▶ _TEXTO DE ORIGEN_
◇ ◇ ◇ ◇ ◇ ◇ ◇
La
oración contemplativa es, en cierto modo, simplemente la preferencia
por el desierto, el vacío, la pobreza. Cuando uno ha conocido el sentido
de la contemplación, intuitiva y espontáneamente busca el sendero
oscuro y desconocido de la aridez con preferencia a ningún otro. El
contemplativo es el que más bien desconoce que conoce, más bien no goza
que goza, y el que más bien no tiene pruebas de que Dios le ama. Acepta
el amor de Dios en fe, en desafío a toda evidencia aparente. Ésta es una
condición necesaria, y muy paradójica, para la experiencia mística de
la realidad de la presencia de Dios y de su amor para con nosotros. Sólo
cuando somos capaces de «dejar que salgan» todas las cosas de nuestro
interior, todos los deseos de ver, saber, gustar y experimentar la
presencia de Dios, entonces es cuando realmente nos hacemos capaces de
experimentar la presencia con una convicción y una realidad abrumadoras,
que revolucionan toda nuestra vida interior.
Walter Hilton, un místico inglés del siglo catorce dice en su Scale of Perfection:
"Es
mucho mejor ser separado de la visión del mundo en esta noche oscura,
por muy penoso que eso pueda resultar, que morar fuera, ocupado en los
falsos placeres del mundo… Porque cuando estás en esa noche, te
encuentras mucho más cerca de Jerusalén que cuando estás en la falsa
luz. Abre tu corazón al movimiento de la gracia y acostúmbrate a residir
en esta oscuridad, intenta familiarizarte con ella y encontrarás
rápidamente que la paz, y la verdadera luz de la comprensión espiritual
inundarán tu alma…"
◇ ◇ ◇ ◇ ◇ ◇ ◇
Datos de anotación por puntos
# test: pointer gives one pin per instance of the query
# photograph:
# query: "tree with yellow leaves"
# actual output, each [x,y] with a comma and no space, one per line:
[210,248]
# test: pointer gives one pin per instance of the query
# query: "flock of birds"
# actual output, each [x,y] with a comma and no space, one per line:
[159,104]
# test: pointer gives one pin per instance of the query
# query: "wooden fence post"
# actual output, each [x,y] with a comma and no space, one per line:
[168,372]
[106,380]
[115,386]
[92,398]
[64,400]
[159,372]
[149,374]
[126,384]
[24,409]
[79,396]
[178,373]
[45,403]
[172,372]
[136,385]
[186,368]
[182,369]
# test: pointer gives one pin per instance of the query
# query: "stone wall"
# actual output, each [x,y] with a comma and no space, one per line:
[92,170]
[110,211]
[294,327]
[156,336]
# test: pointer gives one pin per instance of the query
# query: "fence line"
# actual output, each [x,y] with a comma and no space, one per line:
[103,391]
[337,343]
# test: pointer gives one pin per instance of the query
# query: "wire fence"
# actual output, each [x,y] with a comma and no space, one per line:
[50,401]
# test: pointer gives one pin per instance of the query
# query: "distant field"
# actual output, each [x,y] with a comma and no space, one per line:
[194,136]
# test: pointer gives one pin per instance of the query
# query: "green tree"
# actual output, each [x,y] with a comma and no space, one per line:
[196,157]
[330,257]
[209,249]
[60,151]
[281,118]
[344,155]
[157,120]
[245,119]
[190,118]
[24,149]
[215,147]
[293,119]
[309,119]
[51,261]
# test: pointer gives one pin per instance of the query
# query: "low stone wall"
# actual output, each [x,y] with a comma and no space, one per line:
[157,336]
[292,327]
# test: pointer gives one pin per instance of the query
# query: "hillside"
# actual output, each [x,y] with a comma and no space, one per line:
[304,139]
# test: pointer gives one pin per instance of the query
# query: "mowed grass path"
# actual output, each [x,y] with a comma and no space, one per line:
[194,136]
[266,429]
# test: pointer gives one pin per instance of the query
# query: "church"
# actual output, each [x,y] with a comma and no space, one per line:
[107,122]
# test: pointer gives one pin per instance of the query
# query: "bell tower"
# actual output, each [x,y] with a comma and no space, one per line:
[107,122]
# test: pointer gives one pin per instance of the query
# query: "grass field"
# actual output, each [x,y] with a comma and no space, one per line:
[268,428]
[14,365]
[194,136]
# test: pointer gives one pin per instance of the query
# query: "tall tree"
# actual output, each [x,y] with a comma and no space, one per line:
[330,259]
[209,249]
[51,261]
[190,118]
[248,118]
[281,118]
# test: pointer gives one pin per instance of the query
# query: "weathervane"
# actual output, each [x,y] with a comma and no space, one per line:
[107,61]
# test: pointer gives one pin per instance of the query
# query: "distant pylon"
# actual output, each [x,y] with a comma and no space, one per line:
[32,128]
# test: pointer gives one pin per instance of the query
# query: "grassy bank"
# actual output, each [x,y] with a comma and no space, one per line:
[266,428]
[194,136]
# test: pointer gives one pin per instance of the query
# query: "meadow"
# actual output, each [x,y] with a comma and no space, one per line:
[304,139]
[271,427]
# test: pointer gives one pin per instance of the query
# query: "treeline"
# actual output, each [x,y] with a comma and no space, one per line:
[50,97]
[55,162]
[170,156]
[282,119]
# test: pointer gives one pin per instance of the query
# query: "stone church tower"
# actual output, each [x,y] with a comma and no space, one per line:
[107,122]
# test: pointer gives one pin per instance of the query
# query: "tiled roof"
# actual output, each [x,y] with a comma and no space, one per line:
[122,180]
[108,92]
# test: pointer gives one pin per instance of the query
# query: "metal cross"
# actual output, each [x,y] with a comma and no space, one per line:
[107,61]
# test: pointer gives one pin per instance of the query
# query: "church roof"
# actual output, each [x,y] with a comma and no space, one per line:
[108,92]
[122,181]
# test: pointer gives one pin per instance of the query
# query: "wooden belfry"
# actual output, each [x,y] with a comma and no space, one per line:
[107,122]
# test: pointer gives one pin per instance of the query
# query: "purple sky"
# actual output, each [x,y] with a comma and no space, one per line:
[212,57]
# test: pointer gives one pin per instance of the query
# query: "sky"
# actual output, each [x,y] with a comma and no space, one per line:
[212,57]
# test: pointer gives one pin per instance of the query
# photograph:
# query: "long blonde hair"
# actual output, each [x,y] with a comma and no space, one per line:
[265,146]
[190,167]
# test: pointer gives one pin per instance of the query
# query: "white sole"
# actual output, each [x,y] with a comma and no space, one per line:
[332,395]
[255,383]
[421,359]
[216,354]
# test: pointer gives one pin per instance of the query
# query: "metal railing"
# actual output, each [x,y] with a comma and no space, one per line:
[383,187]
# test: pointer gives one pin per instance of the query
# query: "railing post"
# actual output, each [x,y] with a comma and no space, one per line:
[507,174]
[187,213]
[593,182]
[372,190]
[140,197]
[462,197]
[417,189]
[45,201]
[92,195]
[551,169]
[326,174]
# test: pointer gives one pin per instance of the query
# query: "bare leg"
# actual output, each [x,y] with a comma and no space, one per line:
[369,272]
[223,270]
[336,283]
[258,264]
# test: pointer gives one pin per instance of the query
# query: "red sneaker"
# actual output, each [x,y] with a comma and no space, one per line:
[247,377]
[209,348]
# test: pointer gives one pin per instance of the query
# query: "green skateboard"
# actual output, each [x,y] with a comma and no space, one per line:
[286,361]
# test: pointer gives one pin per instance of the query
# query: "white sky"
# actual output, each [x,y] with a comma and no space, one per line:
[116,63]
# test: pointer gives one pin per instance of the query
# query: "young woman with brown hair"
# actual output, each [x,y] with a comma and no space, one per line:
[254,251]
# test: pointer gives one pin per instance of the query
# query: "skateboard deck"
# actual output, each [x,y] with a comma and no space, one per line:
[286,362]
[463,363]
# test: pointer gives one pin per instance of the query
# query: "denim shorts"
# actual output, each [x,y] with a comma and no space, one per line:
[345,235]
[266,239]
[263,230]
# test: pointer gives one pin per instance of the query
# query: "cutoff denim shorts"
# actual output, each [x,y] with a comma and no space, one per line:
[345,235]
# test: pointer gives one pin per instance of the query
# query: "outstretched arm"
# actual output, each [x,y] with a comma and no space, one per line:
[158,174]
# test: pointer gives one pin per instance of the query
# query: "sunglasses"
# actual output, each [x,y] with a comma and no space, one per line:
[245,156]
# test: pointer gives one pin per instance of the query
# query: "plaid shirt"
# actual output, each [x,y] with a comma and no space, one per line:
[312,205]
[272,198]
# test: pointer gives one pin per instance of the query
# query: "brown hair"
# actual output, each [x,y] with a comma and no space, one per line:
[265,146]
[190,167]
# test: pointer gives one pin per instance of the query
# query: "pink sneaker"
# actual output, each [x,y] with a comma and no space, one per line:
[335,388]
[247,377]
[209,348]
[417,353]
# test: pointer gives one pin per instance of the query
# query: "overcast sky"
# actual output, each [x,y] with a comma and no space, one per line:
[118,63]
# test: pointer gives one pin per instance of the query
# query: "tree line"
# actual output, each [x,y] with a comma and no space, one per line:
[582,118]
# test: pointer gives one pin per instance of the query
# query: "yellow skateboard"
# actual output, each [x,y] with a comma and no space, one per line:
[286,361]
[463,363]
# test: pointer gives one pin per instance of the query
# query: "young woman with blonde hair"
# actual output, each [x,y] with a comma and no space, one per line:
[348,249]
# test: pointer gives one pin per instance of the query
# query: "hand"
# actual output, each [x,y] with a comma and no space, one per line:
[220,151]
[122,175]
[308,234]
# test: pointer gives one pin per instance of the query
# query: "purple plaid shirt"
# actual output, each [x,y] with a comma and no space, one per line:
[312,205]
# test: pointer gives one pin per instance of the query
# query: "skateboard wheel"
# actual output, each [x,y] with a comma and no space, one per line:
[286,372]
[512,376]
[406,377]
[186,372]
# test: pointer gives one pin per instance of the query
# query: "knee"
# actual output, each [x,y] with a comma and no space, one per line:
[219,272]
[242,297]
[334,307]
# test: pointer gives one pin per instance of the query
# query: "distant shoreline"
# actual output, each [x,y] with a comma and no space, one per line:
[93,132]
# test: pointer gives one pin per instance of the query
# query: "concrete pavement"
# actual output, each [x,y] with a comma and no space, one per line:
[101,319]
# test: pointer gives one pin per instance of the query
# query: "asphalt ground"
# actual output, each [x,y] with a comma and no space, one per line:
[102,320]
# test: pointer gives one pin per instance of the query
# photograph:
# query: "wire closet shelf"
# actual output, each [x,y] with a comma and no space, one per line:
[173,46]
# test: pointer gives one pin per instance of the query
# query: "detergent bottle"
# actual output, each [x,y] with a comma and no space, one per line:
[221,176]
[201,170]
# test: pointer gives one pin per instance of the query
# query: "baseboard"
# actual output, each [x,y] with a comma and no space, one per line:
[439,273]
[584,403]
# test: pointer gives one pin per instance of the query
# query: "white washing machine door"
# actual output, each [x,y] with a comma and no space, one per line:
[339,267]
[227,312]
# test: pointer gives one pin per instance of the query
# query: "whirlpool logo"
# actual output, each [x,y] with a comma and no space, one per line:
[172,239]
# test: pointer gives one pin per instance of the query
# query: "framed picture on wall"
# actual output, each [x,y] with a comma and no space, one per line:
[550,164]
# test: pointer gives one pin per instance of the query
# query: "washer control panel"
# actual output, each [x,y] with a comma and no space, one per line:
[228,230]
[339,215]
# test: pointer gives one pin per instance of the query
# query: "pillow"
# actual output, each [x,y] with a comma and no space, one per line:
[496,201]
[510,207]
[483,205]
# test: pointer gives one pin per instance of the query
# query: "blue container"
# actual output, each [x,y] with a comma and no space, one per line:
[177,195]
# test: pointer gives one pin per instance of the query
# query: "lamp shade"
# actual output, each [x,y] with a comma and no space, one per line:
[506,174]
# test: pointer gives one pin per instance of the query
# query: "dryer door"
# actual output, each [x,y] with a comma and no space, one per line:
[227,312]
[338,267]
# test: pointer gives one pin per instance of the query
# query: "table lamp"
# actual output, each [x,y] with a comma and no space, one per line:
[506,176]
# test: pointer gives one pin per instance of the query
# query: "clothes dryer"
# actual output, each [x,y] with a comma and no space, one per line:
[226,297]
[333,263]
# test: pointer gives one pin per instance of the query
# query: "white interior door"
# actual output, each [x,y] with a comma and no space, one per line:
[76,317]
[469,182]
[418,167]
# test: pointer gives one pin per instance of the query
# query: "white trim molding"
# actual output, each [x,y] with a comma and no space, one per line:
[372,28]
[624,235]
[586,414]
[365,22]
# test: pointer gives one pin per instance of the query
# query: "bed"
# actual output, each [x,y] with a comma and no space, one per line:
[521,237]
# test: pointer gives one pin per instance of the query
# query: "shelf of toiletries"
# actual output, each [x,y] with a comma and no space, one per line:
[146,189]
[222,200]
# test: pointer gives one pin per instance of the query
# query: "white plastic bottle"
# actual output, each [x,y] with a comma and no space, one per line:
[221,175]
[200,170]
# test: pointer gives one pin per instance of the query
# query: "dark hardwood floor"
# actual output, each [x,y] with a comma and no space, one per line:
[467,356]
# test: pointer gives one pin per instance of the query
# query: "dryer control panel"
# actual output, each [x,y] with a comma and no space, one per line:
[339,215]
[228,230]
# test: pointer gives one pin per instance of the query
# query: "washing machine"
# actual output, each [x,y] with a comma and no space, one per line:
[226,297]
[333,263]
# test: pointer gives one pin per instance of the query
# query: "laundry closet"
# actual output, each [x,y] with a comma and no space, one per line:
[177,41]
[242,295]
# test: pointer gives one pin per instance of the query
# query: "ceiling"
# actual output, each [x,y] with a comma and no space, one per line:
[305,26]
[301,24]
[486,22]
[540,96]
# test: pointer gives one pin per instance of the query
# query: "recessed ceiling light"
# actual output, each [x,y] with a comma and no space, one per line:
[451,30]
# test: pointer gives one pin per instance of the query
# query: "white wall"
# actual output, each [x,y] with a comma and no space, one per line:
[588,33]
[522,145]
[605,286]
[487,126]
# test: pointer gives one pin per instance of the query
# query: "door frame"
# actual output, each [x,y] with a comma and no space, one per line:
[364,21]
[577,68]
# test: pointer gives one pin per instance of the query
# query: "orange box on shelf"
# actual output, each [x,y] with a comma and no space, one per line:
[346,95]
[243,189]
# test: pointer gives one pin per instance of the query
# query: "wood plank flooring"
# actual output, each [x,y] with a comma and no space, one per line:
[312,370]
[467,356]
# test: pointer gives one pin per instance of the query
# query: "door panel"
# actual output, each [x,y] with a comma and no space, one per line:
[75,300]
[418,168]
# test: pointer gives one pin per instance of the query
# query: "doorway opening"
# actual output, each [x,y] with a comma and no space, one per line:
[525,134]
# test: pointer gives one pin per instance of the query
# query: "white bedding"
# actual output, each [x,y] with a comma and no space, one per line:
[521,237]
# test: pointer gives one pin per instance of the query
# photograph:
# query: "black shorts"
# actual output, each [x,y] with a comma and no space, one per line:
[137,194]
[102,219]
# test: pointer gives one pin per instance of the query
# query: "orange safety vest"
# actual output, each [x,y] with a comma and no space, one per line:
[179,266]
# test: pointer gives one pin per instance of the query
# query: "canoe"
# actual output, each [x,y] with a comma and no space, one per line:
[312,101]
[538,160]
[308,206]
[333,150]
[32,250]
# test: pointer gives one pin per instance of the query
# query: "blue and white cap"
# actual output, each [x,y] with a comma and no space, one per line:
◇ ◇ ◇ ◇ ◇ ◇ ◇
▶ _EJERCICIOS ESCRITOS_
(A) Responde brevemente a estas preguntas sobre el texto acerca de la oración contemplativa:
(i) ¿Qué tres cosas prefiere, en cierto modo, la oración contemplativa?
(ii) ¿De qué manera acepta el contemplativo el amor de Dios?
(iii) ¿En qué obra habla Walter Hilton de la noche oscura y en qué siglo vivió?
(B) Escribe el fragmento que sigue al texto sobre la oración contemplativa, después de la cita de Walter Hilton con la que concluye.
El listado procede de una fuente distinta.

▶ _RESPUESTAS_
(A)
(i) El desierto, el vacío y la pobreza.
(ii) En fe, en desafío a toda evidencia aparente.
(iii) En su Scale of Perfection; vivió en el siglo catorce.

(B)
La
contemplación es esencialmente una escucha en el silencio, una
expectación. Y también, en cierto sentido, debemos empezar a escuchar a
Dios cuando hemos terminado de escuchar. ¿Cuál es la explicación de esta
paradoja? Quizá que hay una clase de escucha más elevada, que no es una
atención a la longitud de cierta onda, una receptividad para cierto
mensaje, sino un vacío que espera realizar la plenitud del mensaje de
Dios dentro de su aparente vacío. En otras palabras, el verdadero
contemplativo no es el que prepara su mente para un mensaje particular,
que él quiere o espera escuchar, sino el que permanece vacío porque sabe
que nunca puede esperar o anticipar la palabra que transformará su
oscuridad en luz. Ni siquiera llega a anticipar una clase especial de
transformación. No pide la luz en vez de la oscuridad. Espera la Palabra
de Dios en silencio, y cuando es “respondido”, no es tanto por una
palabra que brota del silencio. Es por su silencio mismo cuando de
repente, inexplicablemente revelándose a él como la palabra de máximo
poder, llena de la voz de Dios.
Pero
no debemos aceptar una visión puramente quietista de la oración
contemplativa. No es mera negación. Nadie se convierte en contemplativo
sencillamente por «oscurecer» las realidades sensibles, y permanecer
solo consigo mismo en la oscuridad. En primer lugar, uno que hace eso
como un montaje, a propósito, como conclusión de un razonamiento
práctico sobre el tema, y sin una vocación interior, sencillamente entra
en una oscuridad artificial que se ha fabricado él mismo. No está solo
con Dios, sino solo consigo mismo. No está en presencia del Único
Trascendente, sino de un ídolo, el de su propia identidad complaciente.
Se ve inmerso y perdido en si mismo, en un estado de narcisismo inerte,
primitivo e infantil. Su vida es »nada» no en el sentido misterioso,
dinámico, en el que la nada del místico es paradójicamente el todo de
Dios. Es sencillamente la nada de un ser finito, abandonado a si mismo
en su propia trivialidad.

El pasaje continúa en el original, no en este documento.